WHAT YOU HAVE TO DO>
Revise the records below, changing every "detector" to "locator" and leaving all else untouched.

(Records from a data collection)
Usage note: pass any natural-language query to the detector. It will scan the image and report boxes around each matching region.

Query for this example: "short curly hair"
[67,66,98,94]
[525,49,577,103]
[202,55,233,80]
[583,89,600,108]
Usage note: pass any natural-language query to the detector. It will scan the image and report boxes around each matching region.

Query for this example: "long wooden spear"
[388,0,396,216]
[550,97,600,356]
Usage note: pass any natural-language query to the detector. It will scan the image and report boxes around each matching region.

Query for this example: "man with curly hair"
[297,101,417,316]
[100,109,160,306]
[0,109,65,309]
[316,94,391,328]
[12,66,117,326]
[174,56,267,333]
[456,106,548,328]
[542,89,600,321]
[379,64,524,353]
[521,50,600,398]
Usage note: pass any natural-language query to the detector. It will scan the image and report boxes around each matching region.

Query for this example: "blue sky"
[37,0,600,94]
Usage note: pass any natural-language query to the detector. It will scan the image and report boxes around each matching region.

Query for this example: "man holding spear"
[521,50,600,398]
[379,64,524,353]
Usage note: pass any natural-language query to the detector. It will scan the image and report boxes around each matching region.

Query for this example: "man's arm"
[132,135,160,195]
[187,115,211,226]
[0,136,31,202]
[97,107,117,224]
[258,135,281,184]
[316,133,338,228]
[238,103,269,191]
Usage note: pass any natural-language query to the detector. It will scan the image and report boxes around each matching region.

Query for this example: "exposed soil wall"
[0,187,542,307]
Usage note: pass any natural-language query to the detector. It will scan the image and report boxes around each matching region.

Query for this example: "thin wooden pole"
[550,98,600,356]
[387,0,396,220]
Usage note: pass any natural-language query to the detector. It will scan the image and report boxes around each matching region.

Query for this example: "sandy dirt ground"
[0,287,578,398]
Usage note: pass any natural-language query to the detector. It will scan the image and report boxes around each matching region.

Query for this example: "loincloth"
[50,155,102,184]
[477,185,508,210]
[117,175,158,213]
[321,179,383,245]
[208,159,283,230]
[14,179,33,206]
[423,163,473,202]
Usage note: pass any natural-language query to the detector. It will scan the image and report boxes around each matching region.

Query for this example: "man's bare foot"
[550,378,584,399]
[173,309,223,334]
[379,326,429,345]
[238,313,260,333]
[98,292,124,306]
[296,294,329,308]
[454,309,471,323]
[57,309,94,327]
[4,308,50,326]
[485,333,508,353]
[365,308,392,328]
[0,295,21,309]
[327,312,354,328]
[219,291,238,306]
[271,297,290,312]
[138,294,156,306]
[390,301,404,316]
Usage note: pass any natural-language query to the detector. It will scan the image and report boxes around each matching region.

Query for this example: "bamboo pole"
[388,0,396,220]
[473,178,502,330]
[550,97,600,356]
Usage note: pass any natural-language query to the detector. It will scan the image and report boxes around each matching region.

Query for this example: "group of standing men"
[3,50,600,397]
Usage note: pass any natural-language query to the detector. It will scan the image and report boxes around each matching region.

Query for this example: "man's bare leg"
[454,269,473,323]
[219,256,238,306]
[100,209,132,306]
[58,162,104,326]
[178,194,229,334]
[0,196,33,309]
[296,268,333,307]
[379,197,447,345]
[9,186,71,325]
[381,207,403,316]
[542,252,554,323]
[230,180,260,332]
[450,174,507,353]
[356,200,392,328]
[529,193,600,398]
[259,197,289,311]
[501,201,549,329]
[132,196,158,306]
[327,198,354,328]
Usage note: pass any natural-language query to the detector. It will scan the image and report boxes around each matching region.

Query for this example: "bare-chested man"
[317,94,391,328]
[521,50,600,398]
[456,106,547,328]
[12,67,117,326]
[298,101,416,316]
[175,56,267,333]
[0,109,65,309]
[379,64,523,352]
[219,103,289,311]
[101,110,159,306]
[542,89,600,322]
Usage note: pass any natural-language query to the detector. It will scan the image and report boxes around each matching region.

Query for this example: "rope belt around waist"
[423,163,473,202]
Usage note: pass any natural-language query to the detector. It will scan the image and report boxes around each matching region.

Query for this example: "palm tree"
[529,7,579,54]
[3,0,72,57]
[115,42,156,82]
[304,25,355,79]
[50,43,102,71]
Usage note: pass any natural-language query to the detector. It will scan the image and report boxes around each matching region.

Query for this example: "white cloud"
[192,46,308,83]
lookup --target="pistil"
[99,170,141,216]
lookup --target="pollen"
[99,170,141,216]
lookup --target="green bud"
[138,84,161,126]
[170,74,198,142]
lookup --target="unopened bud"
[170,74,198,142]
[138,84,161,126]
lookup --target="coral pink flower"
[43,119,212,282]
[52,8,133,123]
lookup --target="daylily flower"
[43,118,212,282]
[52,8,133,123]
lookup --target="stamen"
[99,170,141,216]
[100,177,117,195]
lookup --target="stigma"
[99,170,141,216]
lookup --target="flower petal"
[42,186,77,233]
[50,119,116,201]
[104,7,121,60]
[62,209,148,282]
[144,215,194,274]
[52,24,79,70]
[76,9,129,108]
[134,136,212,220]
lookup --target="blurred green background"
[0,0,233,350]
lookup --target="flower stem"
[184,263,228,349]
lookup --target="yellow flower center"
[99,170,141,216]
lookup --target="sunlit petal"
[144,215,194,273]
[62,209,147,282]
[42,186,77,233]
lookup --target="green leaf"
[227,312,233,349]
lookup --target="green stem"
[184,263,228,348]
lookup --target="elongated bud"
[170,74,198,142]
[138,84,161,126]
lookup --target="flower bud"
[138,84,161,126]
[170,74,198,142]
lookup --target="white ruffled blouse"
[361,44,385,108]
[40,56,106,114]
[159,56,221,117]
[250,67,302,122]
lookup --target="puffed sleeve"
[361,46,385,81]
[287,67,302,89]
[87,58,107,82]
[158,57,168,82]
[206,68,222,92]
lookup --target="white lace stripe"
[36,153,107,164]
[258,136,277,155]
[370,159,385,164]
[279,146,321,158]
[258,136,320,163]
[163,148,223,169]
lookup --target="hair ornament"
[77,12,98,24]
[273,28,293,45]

EXERCISE SOLUTION>
Usage note: pass any natural-language query to the locator. It will scan the image and report boxes around each matching region.

Query for this example: "short curly hair"
[67,66,98,94]
[525,49,577,103]
[202,55,233,80]
[583,89,600,108]
Usage note: pass any natural-language query to the locator. It will scan the image and report boxes around each matching region.

Query for this example: "long wooden spear"
[388,0,396,216]
[550,97,600,356]
Usage note: pass any natural-language query to the locator. It will scan the image and report boxes around each matching region.

Query for this example: "man with curly hair"
[297,101,417,316]
[100,109,160,306]
[0,109,65,309]
[316,94,391,328]
[12,66,117,326]
[174,56,267,333]
[456,106,548,328]
[542,89,600,321]
[379,64,524,353]
[521,50,600,398]
Usage note: pass any natural-language query to the locator. It will scan the image and report boxes around each matching region.

Query for this example: "blue sky"
[37,0,600,94]
Usage note: pass any natural-language query to the locator. It will scan the image and report boxes around each matching region.

Query for this example: "man holding spear"
[521,50,600,398]
[379,64,524,353]
Usage note: pass any natural-language query to the locator. It will scan the image and report boxes around each matching region.

Query for this example: "man's arm"
[132,135,160,195]
[187,115,211,226]
[0,136,31,202]
[97,107,117,224]
[258,135,281,184]
[316,133,338,228]
[238,103,269,191]
Usage note: pass any natural-language query to the locator. It will scan the image and report boxes around each matching region.

Query for this example: "exposed soil wall"
[0,187,542,307]
Usage note: pass any natural-language query to the locator. It will scan the image and report boxes around each matching region.

Query for this example: "thin wooden pole"
[550,98,600,356]
[387,0,396,220]
Usage note: pass any natural-language query to the locator. It will scan the image and report boxes around each matching region.

Query for this example: "sandy dirt ground"
[0,287,578,398]
Usage note: pass any natural-language query to the locator. It will scan the image and report boxes around each matching region.

Query for this example: "loincloth"
[50,155,102,184]
[477,185,508,210]
[117,175,158,213]
[321,179,383,245]
[208,159,283,230]
[14,179,33,206]
[423,163,473,202]
Usage note: pass any natural-language query to the locator. It will scan the image and report boxes around each matching region.

Query for this example: "man's bare foot"
[550,378,584,399]
[173,309,223,334]
[379,326,429,345]
[238,313,260,333]
[98,292,124,306]
[296,294,329,308]
[454,309,471,323]
[57,309,94,327]
[4,308,50,326]
[485,333,508,353]
[365,308,392,328]
[0,295,21,309]
[327,312,354,328]
[219,291,238,306]
[271,297,290,312]
[138,294,156,306]
[390,301,404,316]
Usage note: pass any natural-language query to the locator. It will scan the image and report boxes around each matching region.

Query for this example: "bamboo pole"
[388,0,396,220]
[473,178,502,330]
[550,97,600,356]
Usage note: pass any natural-language query to the locator. It will scan the image and report boxes around each matching region.

Query for this example: "group of standing men"
[3,50,600,397]
Usage note: pass any natural-language query to the locator. It will scan the image and report boxes around each matching region.

Query for this example: "man's bare leg"
[454,269,473,323]
[219,256,238,306]
[100,209,132,306]
[58,162,104,326]
[178,194,229,334]
[0,196,33,309]
[296,268,333,307]
[379,197,447,345]
[9,186,71,325]
[381,207,403,316]
[542,252,554,323]
[230,180,260,332]
[450,174,507,353]
[356,200,392,328]
[529,193,600,398]
[259,197,289,311]
[501,201,549,329]
[132,196,158,306]
[327,198,354,328]
Usage note: pass any natural-language query to the locator. It will scan the image and report boxes around each matching region.

Query for this example: "bare-chested man"
[317,94,391,328]
[521,50,600,398]
[456,106,547,328]
[12,67,117,326]
[298,101,416,316]
[175,56,267,333]
[0,109,65,309]
[379,64,523,352]
[219,103,289,311]
[101,110,159,306]
[542,89,600,322]
Usage note: pass any natural-language query to the locator. It will scan the image and report boxes around each matching region.

Query for this example: "rope belt around waist"
[423,163,473,202]
Usage note: pass any natural-language query to the locator. It will scan the image and report boxes around each matching region.

Query for this example: "palm tree"
[529,7,579,54]
[3,0,72,57]
[115,42,156,82]
[304,25,355,79]
[50,43,102,71]
Usage note: pass any natural-language query to the locator. It will scan the image and report boxes around each matching region.

Query for this example: "white cloud"
[192,46,308,83]
lookup --target="pistil"
[99,170,141,216]
lookup --target="pollen"
[99,170,141,216]
lookup --target="green bud"
[138,84,161,126]
[170,74,198,142]
lookup --target="unopened bud"
[170,74,198,142]
[138,84,161,126]
lookup --target="coral pink flower"
[43,119,212,282]
[52,8,133,123]
lookup --target="daylily flower"
[43,118,212,282]
[52,8,133,123]
lookup --target="stamen"
[99,170,141,216]
[100,177,117,195]
lookup --target="stigma"
[99,170,141,216]
lookup --target="flower petal"
[42,186,77,233]
[50,119,116,201]
[104,7,121,60]
[62,209,148,282]
[144,215,194,274]
[52,24,79,70]
[76,9,129,108]
[134,136,212,220]
lookup --target="blurred green background"
[0,0,233,350]
lookup --target="flower stem"
[184,263,228,349]
lookup --target="yellow flower center"
[99,170,141,216]
lookup --target="sunlit petal"
[144,215,194,273]
[62,209,147,282]
[42,186,77,233]
lookup --target="green leaf"
[227,312,233,349]
lookup --target="green stem"
[184,263,228,348]
lookup --target="elongated bud"
[170,74,198,142]
[138,84,161,126]
lookup --target="flower bud"
[138,84,161,126]
[170,74,198,142]
lookup --target="white ruffled blouse"
[361,44,385,108]
[40,56,106,114]
[159,56,221,117]
[250,67,302,122]
lookup --target="puffed sleeve"
[361,46,385,81]
[287,67,302,89]
[87,58,107,82]
[158,57,168,82]
[206,68,222,92]
lookup --target="white lace stripe"
[36,153,107,164]
[258,136,277,155]
[370,159,385,164]
[279,146,321,158]
[258,136,320,163]
[163,148,223,169]
lookup --target="hair ornament"
[77,12,98,24]
[273,28,293,45]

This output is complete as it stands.